▶ **TEXTO PARA LEER**:
···

El contraste entre Catón y Carnéades era de lo más completo: el uno brutal, con una moralidad demasiado rígida y demasiado tradicional; el otro innoble, con una inmoralidad demasiado laxa y corrompida por la disolución social del mundo helenístico.
«Marco Catón, incluso desde el momento en que los jóvenes empezaron a estudiar la lengua griega y aumentó su estimación en Roma, odiaba esto: temía que la juventud de Roma, deseosa de enseñanza y elocuencia, abandonara por completo el honor y la gloria de los ejércitos… Así, abiertamente juzgó un día como falta ante el Senado que los embajadores estuvieran tanto tiempo allí y no hubieran despachado; considerando también que eran astutos y podrían fácilmente persuadir de lo que quisieran. Y si no hubiera ningún otro aspecto, éste solo debiera persuadirlos a determinar alguna respuesta para ellos, y a enviarlos de nuevo a sus escuelas a enseñar a los niños de Grecia y a dejar solos a los de Roma a que aprendieran a obedecer las leyes y al Senado, como habían hecho hasta el momento. Entonces habló así al Senado, no por una aviesa voluntad privada o maliciosa que manifestase hacia Carnéades, como algunos hombres pensaron, sino porque odiaba, en general, la filosofía».[20]
Los atenienses, a juicio de Catón, eran una casta pequeña sin ley. No importaba si ellos estaban degradados por la frívola sofistica de los intelectuales, pero la juventud romana debía ser puritana, imperialista, insensible y estúpida. Sin embargo, fracasó; los últimos romanos, al mismo tiempo que conservaban muchos de sus vicios, adoptaron también los de Carnéades.

···

[Datos de anotación de regiones de imagen]
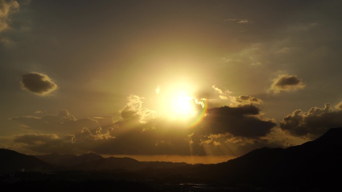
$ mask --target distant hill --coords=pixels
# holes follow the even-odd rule
[[[94,153],[76,156],[71,154],[60,155],[57,153],[34,156],[37,158],[51,164],[60,166],[71,167],[92,161],[104,159]]]
[[[30,171],[48,172],[57,168],[34,157],[0,149],[0,173]]]
[[[83,171],[112,170],[124,169],[137,170],[145,168],[166,169],[188,165],[186,163],[164,162],[140,162],[130,158],[110,157],[84,163],[72,168]]]
[[[334,128],[299,146],[261,148],[226,162],[174,171],[207,182],[322,189],[340,182],[341,138],[342,128]]]

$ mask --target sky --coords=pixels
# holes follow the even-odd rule
[[[0,148],[218,163],[342,126],[340,0],[0,0]]]

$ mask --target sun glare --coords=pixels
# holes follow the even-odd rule
[[[186,92],[178,92],[172,97],[170,107],[172,117],[178,119],[190,118],[196,113],[194,106],[194,100]]]

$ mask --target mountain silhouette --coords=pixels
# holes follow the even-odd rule
[[[17,171],[50,172],[58,168],[32,157],[6,149],[0,149],[0,173]]]
[[[300,145],[285,149],[262,148],[226,162],[196,166],[185,163],[139,162],[129,158],[104,158],[94,154],[79,156],[52,154],[40,157],[55,165],[68,165],[68,167],[63,169],[64,172],[58,174],[64,178],[70,175],[65,173],[69,170],[76,176],[72,180],[88,178],[87,174],[94,176],[95,173],[100,178],[106,178],[110,176],[106,173],[120,173],[110,177],[116,179],[126,177],[130,180],[139,177],[159,178],[166,183],[286,188],[290,189],[290,191],[330,191],[338,185],[339,174],[342,173],[341,138],[342,128],[330,129],[318,139]],[[0,172],[22,169],[46,172],[58,168],[34,157],[12,150],[0,149]],[[118,170],[128,172],[100,172]],[[100,177],[101,173],[104,175]],[[280,190],[276,191],[282,191]]]
[[[177,169],[198,181],[264,186],[316,186],[338,184],[342,171],[342,128],[333,128],[316,140],[281,148],[263,148],[214,165]]]
[[[44,155],[36,155],[34,157],[50,164],[64,167],[74,166],[84,163],[104,159],[102,156],[94,153],[80,156],[71,154],[60,155],[54,153]]]
[[[165,162],[140,162],[130,158],[110,157],[92,161],[74,166],[73,169],[83,171],[113,170],[124,169],[137,170],[145,168],[166,169],[188,165],[186,163]]]

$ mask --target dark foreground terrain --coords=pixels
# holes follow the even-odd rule
[[[341,138],[342,128],[331,129],[300,146],[262,148],[211,165],[140,162],[94,154],[34,157],[1,149],[0,185],[4,192],[336,191],[342,171]],[[66,158],[71,158],[68,164]]]

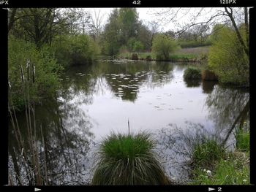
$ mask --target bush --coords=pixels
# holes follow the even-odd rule
[[[195,66],[189,66],[184,72],[185,80],[200,80],[201,78],[201,70]]]
[[[8,39],[8,81],[11,84],[9,98],[12,98],[16,109],[24,107],[24,88],[20,77],[21,66],[24,79],[27,80],[27,61],[30,61],[29,78],[31,80],[32,65],[35,66],[35,82],[31,80],[28,85],[31,99],[39,98],[55,93],[59,85],[59,74],[63,68],[54,58],[54,52],[49,47],[43,46],[37,50],[33,43],[10,37]]]
[[[99,48],[87,35],[65,36],[54,44],[56,57],[64,66],[85,64],[97,58]]]
[[[178,45],[181,48],[189,48],[189,47],[197,47],[203,46],[209,46],[211,42],[208,40],[205,42],[200,41],[179,41]]]
[[[132,53],[132,60],[138,60],[139,57],[137,53]]]
[[[167,185],[170,181],[146,133],[112,134],[100,145],[92,185]]]
[[[146,61],[151,61],[151,60],[152,60],[151,55],[147,55],[147,56],[146,57]]]
[[[218,80],[214,72],[211,72],[208,69],[202,71],[202,79],[203,80]]]
[[[158,60],[168,60],[170,53],[178,48],[176,42],[169,37],[159,34],[153,39],[152,52],[156,53]]]
[[[249,152],[249,133],[239,128],[236,133],[236,149],[244,152]]]
[[[240,31],[245,39],[244,30]],[[208,66],[221,82],[249,84],[249,58],[233,28],[223,27],[219,29],[210,48]]]

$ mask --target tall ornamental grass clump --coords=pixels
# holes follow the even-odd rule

···

▶ **DATOS DEL EJERCICIO**:
Copia el texto sobre Catón y Carnéades desde "El contraste entre" hasta "del mundo helenístico.", cambiando "mundo helenístico" por "mundo griego".

▶ **RESPUESTA**:
El contraste entre Catón y Carnéades era de lo más completo: el uno brutal, con una moralidad demasiado rígida y demasiado tradicional; el otro innoble, con una inmoralidad demasiado laxa y corrompida por la disolución social del mundo griego.